データガバナンス組織の立ち上げ、関係組織をどう巻き込む? 広がる親会社主体での推進とポイント
【第3回】戦略的なデータガバナンス実現──データガバナンス組織立ち上げにおける具体的な進め方

データドリブン実現のためにはデータガバナンスが重要であり、データガバナンスを推進していくための組織・体制は不可欠である。今回は、データガバナンス組織をどのように立ち上げて具体化していくのかを解説する。
データガバナンス推進における、アプローチ方法の考察
本連載を通じ、データ専門組織やデータガバナンスの必要性はご理解いただけただろう。では、どのようにデータガバナンスを推進していけば良いのか、そのアプローチ方法について述べたい。
下記の表は、筆者が所属するクニエで、データマネジメント/データガバナンスの導入支援をする際の標準的な手順の一部である。
プロセス | アクティビティ(例) |
---|---|
アセスメント | アセスメント表による現状調査 |
データに関する成熟度評価(スコア化) | |
アセスメント結果のレポート | |
目的定義 | ビジネス目的定義 |
データ課題抽出(目的とのギャップ分析) | |
ビジネス目的を実現させるために求められるデータマネジメント機能の適応状況と定量的評価(目的達成のための数値化) | |
全体方針 | データマネジメントを導入するためのプラニング、ロードマップ整備 |
データガバナンス計画 | データマネジメントを導入、推進していくためのデータガバナンス組織の定義 |
データガバナンス推進チーム任命、立ち上げ | |
データに関する原則、ポリシー、標準・基準の定義 | |
データマネジメントに関するプロセス、手順の定義 | |
データマネジメント支援対象となるプロジェクトの精査および対象プロジェクトの具体的支援 |
「データドリブン経営実現のためのデータガバナンス推進」を目的とした場合、まず推進するにあたって、なぜデータガバナンス組織が必要なのかを理解し、組織のミッションや何をしていくのかを明確に定義する必要がある。そのためには、「アセスメント」を実施し、自社のデータに関する成熟度を客観的に評価し、現状を把握しておく必要がある。

**提供データ:**
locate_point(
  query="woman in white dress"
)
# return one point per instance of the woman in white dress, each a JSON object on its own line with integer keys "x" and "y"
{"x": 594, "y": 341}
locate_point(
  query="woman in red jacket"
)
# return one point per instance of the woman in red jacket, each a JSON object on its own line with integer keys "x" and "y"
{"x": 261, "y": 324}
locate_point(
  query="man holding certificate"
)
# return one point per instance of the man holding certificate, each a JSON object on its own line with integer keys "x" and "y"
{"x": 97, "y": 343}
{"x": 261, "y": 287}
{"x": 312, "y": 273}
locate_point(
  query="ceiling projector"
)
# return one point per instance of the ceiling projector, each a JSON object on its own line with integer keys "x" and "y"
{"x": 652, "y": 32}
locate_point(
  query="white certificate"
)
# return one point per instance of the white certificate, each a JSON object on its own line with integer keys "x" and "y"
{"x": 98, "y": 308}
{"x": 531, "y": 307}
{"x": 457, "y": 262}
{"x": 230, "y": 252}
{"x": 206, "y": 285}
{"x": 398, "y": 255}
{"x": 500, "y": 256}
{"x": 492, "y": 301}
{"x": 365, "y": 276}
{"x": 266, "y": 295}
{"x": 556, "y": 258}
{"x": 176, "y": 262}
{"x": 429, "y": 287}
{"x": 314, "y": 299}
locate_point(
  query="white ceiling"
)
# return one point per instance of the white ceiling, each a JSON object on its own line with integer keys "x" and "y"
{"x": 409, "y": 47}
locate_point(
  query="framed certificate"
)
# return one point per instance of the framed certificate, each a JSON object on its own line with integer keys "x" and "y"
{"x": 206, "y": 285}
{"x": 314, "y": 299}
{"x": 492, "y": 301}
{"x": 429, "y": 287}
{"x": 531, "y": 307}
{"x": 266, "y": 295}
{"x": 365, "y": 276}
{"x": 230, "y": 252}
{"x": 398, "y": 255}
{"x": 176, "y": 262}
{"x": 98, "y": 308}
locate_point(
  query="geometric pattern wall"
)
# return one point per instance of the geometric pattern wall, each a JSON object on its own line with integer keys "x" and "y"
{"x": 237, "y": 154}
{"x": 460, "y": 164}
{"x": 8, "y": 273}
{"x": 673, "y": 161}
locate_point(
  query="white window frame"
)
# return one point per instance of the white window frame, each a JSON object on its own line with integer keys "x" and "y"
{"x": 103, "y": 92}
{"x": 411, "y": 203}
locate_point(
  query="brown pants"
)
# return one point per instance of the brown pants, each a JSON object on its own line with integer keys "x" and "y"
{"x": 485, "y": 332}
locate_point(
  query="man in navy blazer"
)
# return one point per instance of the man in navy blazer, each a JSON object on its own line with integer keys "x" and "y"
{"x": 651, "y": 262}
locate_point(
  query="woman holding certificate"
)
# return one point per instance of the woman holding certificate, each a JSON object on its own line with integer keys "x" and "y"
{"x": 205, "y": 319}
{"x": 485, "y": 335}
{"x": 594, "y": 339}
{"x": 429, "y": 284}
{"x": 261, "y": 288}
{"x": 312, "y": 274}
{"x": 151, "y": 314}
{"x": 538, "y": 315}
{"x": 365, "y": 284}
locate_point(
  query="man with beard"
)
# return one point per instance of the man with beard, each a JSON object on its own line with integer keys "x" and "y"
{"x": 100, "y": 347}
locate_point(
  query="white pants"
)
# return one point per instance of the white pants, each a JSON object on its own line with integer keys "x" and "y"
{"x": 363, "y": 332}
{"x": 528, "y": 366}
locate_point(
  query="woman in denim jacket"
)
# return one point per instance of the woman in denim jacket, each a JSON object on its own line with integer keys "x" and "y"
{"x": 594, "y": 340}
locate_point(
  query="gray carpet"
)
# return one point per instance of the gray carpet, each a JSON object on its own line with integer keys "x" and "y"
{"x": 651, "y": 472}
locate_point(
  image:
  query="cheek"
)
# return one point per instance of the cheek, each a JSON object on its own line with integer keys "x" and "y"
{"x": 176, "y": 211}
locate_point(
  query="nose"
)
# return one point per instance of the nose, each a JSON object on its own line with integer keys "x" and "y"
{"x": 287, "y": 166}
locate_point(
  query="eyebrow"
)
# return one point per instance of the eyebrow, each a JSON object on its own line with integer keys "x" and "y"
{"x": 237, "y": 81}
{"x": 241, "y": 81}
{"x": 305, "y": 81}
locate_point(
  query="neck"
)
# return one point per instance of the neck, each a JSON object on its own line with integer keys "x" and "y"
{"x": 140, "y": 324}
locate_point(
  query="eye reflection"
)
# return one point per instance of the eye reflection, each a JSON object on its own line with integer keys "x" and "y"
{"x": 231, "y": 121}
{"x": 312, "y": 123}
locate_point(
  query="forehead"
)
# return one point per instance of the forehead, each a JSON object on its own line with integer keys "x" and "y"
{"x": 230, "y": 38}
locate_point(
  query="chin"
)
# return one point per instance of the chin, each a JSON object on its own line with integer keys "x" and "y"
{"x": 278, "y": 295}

**課題の指示:** データガバナンス組織に関する文章を、最後の文の後から書き継ぎなさい。 データは、データガバナンス組織に関する文章とは別の資料である。

**解答は以下:**
次に「目的定義」では、ビジネスで目指す姿や、現状とあるべき姿のギャップを整理して、データに関する課題を抽出していく。この課題抽出の際は、「ビジネス」「データ」「システム」の3つ観点で整理し、ビジネスとデータ、データとシステムそれぞれの関係を明確にしなければならない。
そして、“目的と課題の定義”の結果を踏まえて、目指す姿を実現するために何を実施すべきか「全体方針」を策定し、具体化していく。その一部がデータガバナンス推進の施策となる。
データガバナンスを推進していくためには、「データガバナンス計画」が必要である。その計画では、データライフサイクルを強化していくために、だれが(Who)、いつ(When)、何を(What)、どのプロセスを優先的に強化していくのか(Where)、どのような手段で強化をしていくのか(How)を整理し、どのような役割の人材が必要なのか、どのような組織やプロジェクトと連携していけばよいか、どのようなルールが求められるかを検討していく。その後、検討結果を下図1のように「組織(体制・役割)」─「プロセス」─「ルール」という関係性で定義する。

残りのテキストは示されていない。